Saved entries:
····················

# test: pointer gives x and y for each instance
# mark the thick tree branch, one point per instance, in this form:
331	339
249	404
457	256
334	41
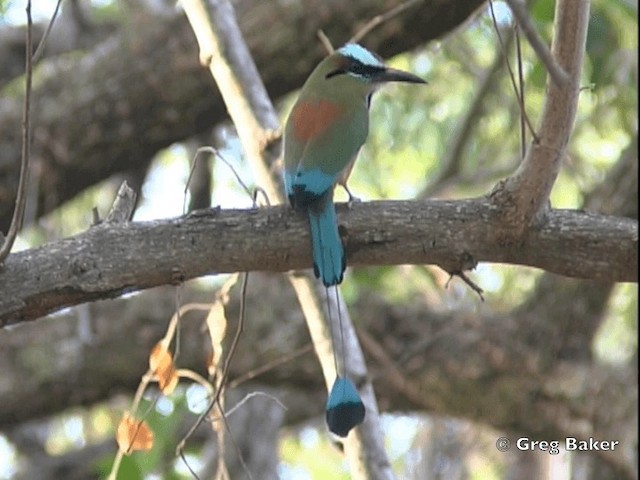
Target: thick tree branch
113	108
107	261
525	195
224	51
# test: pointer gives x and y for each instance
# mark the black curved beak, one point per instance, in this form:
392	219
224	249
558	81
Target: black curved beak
393	75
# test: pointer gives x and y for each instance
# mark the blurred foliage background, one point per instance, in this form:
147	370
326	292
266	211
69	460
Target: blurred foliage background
469	107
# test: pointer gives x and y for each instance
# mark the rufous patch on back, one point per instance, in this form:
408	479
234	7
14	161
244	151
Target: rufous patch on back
311	118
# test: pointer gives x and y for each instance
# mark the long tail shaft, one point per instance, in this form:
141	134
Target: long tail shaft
328	254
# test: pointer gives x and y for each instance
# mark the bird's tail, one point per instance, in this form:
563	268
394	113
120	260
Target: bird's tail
328	254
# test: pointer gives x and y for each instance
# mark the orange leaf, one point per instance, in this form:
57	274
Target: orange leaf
164	371
133	435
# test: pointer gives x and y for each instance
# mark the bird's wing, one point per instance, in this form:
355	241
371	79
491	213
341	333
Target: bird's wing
321	139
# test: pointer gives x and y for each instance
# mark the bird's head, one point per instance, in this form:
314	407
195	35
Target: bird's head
353	69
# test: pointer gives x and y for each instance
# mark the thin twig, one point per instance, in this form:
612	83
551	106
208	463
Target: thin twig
519	11
380	19
18	212
326	43
521	97
43	40
523	113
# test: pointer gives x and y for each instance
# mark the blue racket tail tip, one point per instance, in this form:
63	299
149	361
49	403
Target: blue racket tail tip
344	409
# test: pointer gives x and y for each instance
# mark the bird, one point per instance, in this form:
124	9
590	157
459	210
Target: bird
327	126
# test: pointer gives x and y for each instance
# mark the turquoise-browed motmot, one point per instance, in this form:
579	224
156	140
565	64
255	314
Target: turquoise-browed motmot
323	134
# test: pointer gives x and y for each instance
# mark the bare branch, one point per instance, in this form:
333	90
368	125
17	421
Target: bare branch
21	195
524	196
555	70
224	50
107	261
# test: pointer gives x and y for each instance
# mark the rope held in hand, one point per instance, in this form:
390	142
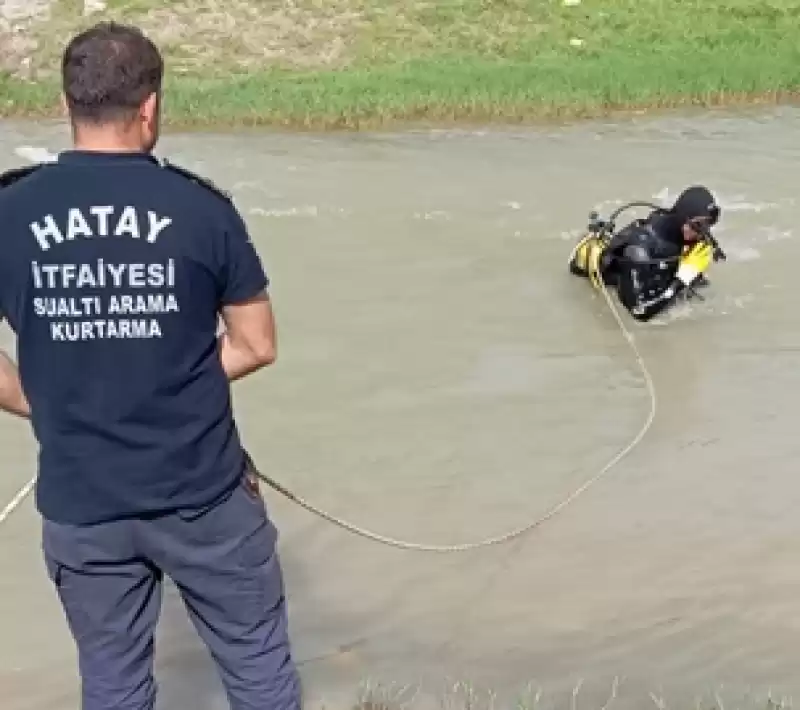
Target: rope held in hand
463	547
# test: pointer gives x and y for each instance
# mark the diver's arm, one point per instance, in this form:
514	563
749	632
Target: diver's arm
649	309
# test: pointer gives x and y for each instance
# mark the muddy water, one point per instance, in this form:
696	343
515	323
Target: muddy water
442	379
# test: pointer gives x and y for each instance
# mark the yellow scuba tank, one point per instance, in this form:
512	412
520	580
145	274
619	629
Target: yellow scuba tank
586	256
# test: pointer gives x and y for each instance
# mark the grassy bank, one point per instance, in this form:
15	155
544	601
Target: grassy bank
359	63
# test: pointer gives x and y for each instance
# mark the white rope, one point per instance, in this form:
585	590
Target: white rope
463	547
512	534
21	495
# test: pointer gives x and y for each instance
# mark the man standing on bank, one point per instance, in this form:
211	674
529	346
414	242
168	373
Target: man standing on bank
115	269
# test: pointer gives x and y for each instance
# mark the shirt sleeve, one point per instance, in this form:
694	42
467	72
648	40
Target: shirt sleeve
241	274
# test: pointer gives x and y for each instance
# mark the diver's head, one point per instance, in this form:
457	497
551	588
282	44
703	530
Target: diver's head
696	211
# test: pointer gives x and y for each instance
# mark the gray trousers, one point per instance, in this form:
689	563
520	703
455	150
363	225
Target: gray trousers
224	563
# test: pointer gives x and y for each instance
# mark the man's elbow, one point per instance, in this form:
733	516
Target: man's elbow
264	354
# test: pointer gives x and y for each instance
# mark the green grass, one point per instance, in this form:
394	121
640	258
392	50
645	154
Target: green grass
365	63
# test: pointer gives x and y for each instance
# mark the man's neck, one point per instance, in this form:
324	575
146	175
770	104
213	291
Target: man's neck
106	139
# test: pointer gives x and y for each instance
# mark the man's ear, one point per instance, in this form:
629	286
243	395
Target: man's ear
149	110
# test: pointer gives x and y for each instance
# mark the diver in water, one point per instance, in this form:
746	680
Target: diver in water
652	262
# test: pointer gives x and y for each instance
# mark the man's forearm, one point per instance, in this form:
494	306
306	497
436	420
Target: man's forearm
241	361
12	398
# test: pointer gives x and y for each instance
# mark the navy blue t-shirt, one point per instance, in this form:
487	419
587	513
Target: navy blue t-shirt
113	272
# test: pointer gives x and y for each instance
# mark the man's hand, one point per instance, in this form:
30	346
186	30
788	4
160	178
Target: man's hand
249	340
12	398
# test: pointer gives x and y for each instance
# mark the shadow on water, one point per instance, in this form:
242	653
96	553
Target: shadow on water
441	378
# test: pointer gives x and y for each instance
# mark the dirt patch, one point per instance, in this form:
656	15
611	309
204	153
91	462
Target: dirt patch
197	36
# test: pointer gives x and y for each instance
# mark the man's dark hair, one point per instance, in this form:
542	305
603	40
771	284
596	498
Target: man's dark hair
108	71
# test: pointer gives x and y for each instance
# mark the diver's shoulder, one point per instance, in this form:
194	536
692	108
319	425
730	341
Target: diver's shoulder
199	182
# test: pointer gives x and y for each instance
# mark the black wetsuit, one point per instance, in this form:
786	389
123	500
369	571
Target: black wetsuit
642	259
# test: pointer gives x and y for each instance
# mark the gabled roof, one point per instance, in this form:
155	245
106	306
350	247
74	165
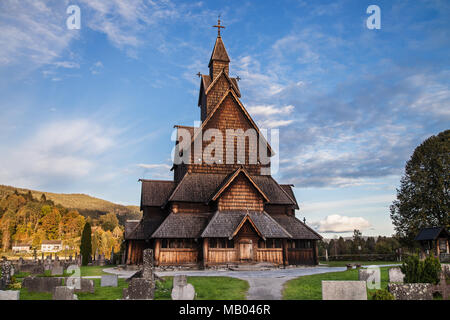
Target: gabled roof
275	192
142	229
225	224
205	84
201	187
247	115
51	242
197	187
219	52
431	233
288	189
227	182
295	227
182	225
232	83
155	192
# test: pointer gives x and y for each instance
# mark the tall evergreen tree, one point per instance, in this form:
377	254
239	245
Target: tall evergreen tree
423	199
86	244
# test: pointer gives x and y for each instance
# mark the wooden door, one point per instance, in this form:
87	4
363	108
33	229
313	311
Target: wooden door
246	250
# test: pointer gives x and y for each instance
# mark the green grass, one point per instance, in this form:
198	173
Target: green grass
310	287
87	271
364	263
206	288
105	293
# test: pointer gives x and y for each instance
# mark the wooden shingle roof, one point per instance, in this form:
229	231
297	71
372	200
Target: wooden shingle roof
155	192
197	187
224	224
201	187
219	52
276	193
141	229
296	228
182	225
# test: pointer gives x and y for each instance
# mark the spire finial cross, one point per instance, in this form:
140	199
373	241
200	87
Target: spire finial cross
218	26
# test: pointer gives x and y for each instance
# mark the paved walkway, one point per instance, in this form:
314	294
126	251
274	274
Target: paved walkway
264	285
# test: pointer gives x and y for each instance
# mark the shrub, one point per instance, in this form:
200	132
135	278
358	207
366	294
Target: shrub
383	294
416	271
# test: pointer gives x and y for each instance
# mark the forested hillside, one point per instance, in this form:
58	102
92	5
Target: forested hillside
33	216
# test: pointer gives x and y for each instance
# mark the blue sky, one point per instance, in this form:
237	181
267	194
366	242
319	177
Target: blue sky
92	110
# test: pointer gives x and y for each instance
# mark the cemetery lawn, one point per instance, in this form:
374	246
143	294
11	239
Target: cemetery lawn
206	288
364	263
310	287
87	271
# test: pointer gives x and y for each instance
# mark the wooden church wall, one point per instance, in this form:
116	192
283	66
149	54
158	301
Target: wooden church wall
240	196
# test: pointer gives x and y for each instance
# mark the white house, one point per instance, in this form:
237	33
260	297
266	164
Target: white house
51	246
21	247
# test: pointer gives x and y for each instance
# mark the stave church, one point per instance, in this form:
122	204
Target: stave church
217	213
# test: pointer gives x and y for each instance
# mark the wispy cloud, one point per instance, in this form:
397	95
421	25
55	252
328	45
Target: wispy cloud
336	223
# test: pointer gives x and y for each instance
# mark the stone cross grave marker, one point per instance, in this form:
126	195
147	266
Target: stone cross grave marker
396	275
181	289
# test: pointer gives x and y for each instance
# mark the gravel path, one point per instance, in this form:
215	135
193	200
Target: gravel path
264	284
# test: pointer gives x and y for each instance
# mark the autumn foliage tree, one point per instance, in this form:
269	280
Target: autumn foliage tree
86	244
423	199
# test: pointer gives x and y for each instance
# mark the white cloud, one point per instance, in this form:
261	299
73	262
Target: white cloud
268	110
33	33
274	123
57	151
338	223
154	166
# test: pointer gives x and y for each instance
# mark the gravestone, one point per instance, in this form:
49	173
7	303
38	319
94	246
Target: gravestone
41	284
64	293
411	291
139	289
181	289
10	295
81	285
109	280
344	290
396	275
7	269
371	276
147	271
368	273
57	271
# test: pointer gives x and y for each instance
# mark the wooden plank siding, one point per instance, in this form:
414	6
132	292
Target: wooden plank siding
301	256
273	255
221	255
178	256
241	195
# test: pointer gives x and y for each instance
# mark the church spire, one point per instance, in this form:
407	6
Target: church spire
219	58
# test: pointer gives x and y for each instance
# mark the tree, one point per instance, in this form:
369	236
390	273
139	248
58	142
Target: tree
50	224
86	245
109	221
423	199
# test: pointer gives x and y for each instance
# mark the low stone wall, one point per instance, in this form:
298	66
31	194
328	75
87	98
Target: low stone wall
41	284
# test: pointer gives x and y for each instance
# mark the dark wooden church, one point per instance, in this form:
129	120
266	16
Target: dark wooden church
220	213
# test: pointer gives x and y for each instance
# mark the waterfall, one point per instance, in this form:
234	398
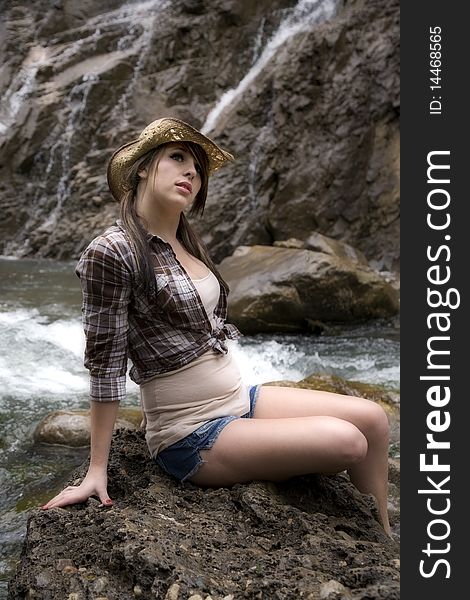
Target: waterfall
74	80
302	17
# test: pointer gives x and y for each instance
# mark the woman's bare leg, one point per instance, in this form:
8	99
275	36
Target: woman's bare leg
297	431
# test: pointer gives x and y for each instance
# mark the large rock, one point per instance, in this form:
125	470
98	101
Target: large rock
306	538
315	133
285	289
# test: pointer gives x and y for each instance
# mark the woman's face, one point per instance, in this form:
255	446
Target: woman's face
175	177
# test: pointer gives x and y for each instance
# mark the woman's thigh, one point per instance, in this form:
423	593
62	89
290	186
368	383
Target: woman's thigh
275	402
276	449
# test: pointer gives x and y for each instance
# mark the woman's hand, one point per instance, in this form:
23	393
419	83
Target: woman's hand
92	485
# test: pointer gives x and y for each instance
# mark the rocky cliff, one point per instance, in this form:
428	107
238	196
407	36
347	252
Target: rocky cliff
305	94
310	537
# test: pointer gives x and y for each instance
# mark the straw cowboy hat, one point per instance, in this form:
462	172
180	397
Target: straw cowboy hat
159	132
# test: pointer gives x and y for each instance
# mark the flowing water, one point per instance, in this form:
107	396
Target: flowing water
41	370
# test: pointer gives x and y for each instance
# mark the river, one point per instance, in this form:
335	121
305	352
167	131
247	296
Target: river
41	370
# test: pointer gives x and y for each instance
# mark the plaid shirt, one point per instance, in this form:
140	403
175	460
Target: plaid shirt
120	321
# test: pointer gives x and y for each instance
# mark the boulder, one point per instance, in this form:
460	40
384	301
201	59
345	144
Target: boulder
275	289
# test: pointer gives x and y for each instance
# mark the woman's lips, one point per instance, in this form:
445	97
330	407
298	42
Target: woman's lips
185	186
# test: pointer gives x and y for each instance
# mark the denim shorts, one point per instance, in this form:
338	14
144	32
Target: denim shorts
182	459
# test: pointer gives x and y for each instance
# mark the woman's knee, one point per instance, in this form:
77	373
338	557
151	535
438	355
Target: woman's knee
353	445
377	423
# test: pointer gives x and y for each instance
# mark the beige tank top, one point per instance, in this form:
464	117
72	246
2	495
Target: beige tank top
178	402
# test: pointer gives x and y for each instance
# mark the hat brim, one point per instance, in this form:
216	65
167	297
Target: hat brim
161	131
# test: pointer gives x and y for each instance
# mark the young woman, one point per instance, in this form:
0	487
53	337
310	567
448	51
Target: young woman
151	293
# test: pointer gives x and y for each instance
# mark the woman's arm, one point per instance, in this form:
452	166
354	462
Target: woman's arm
103	417
106	285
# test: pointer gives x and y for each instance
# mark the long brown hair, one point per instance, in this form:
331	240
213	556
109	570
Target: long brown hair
188	237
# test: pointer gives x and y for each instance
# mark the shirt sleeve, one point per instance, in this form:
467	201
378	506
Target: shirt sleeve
106	287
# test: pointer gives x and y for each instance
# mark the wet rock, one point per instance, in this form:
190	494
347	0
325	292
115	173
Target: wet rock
168	539
282	289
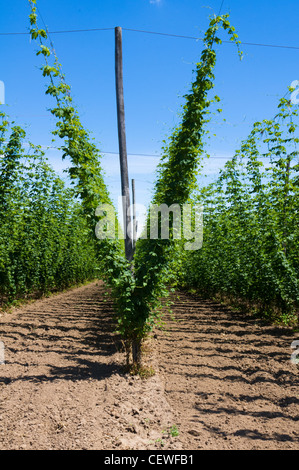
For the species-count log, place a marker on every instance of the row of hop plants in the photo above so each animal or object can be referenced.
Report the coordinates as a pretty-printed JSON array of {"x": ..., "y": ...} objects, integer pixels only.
[
  {"x": 250, "y": 255},
  {"x": 45, "y": 243},
  {"x": 136, "y": 287}
]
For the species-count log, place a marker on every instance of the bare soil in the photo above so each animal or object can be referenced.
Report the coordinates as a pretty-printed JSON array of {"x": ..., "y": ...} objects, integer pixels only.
[{"x": 222, "y": 380}]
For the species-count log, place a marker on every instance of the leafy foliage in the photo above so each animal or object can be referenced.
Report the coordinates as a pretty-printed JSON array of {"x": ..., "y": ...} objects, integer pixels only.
[
  {"x": 250, "y": 252},
  {"x": 138, "y": 288},
  {"x": 44, "y": 241}
]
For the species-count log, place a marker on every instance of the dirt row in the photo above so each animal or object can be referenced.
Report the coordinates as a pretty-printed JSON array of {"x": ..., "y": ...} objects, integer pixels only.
[{"x": 222, "y": 381}]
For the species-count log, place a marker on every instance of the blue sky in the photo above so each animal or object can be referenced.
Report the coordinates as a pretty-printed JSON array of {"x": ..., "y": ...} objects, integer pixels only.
[{"x": 157, "y": 72}]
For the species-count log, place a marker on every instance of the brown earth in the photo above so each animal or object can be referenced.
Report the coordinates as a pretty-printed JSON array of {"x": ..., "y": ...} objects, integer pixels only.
[{"x": 222, "y": 381}]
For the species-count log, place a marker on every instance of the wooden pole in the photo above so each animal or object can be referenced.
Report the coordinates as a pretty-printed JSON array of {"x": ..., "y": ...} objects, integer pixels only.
[
  {"x": 134, "y": 216},
  {"x": 122, "y": 140}
]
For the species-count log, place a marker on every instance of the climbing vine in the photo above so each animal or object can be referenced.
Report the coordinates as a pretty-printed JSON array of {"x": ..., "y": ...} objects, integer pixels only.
[{"x": 136, "y": 291}]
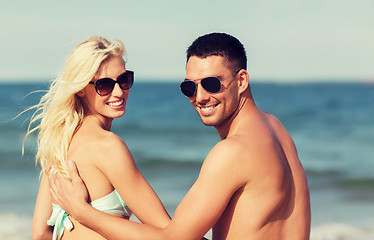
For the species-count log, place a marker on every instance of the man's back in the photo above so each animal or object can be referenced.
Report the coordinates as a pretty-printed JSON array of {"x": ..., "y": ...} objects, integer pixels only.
[{"x": 273, "y": 201}]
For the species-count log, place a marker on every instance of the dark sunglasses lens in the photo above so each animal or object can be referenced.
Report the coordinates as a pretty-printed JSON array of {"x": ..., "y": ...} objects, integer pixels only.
[
  {"x": 126, "y": 80},
  {"x": 211, "y": 84},
  {"x": 188, "y": 88},
  {"x": 104, "y": 86}
]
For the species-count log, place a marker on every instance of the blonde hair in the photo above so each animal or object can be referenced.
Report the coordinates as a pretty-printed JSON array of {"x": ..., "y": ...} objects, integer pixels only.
[{"x": 60, "y": 111}]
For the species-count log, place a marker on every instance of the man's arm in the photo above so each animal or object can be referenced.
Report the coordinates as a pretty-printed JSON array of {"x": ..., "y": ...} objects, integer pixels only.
[
  {"x": 42, "y": 211},
  {"x": 197, "y": 213}
]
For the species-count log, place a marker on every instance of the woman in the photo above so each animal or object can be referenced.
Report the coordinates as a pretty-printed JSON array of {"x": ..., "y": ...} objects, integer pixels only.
[{"x": 75, "y": 117}]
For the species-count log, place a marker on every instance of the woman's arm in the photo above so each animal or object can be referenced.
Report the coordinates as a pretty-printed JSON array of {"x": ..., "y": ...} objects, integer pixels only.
[
  {"x": 42, "y": 212},
  {"x": 120, "y": 169}
]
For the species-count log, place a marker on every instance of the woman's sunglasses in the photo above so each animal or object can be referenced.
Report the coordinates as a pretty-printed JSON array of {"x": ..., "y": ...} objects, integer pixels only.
[
  {"x": 104, "y": 86},
  {"x": 210, "y": 84}
]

····················

Your objective: Scan the entries above for the line containing "of the bare", and copy it and all lines after it exactly, down to and including the line containing "of the leafy".

Written solution:
For the species-count log, place a marker on every instance of the bare soil in the photo above so each animal or object can be referenced.
Report the coordinates as a pretty-printed JSON array of {"x": ..., "y": ...} objects, integer pixels only.
[{"x": 222, "y": 380}]
For the species-count log, place a marker on every instance of the leafy foliage in the photo above so each animal or object can be referenced.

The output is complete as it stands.